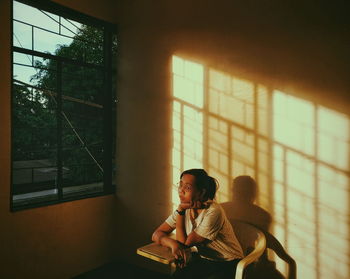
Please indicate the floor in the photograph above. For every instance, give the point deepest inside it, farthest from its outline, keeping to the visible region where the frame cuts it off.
(120, 270)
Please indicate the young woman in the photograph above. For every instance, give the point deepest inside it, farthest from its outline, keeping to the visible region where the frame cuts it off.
(200, 222)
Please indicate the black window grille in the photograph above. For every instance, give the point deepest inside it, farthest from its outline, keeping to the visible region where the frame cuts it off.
(63, 105)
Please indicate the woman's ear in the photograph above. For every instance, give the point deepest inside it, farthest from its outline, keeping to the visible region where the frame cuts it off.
(201, 196)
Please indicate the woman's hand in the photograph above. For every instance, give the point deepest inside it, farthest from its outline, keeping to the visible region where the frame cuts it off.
(193, 204)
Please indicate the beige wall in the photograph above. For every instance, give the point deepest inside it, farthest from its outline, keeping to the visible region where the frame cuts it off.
(297, 49)
(58, 241)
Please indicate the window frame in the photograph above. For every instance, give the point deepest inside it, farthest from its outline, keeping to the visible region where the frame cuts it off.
(109, 110)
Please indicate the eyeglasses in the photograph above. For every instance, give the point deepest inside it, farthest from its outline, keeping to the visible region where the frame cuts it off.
(184, 187)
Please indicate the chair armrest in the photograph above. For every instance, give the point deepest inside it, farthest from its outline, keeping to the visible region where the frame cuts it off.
(259, 249)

+ + + + +

• [THE EXERCISE]: Write out the lines above again word for word, leaving the pictures out.

• [THE RESULT]:
Please indicate the floor in the photograph above. For every instance, give the point deepest inside it, farthest from its outline, keeping to the visible region where the frame cuts it off.
(120, 270)
Please indicate the young woman in the photograph above. For every instance, give the point deepest inside it, farthest from its outline, keeping to the visible region where the frame cuts it off.
(200, 222)
Please indicate the black window grille in the photograph above. For every instance, give the point deepest inside it, farthest from its outline, keeping to the visible region where the frame cuts it off.
(63, 105)
Please indicate the woman's ear in the photograph above. For every instance, give the point deepest inside it, farthest from its outline, keeping to the visible region where the frame cuts it off.
(201, 196)
Please indicate the woman's hand in the photograph above. For every instance, give the point deepest inside it, farthest from its outline, keeping to the visible region where the frame cuts it off.
(193, 204)
Please indicate the beige wall in the photograph above. For every instance, give the point deepest inside it, farthest from its outline, keeping to the visible region where the frame cuts it off.
(297, 49)
(58, 241)
Please indicate the window frame in the photograph above. For every instance, give the point deepest inside it, farthest from its outline, keeping to the visible region where the frame cuts it off.
(109, 110)
Please indicate the eyeglasses in the photograph above. For every instance, give the point deepest inside it, farthest from its outline, keeping to the visible region where the frame cuts it off.
(184, 187)
Please indicate the chair armrest in the photograph above. For every instance, give the point deepest inside it, farthest from its outline, keeping to the visible region where the frame cuts it off.
(259, 249)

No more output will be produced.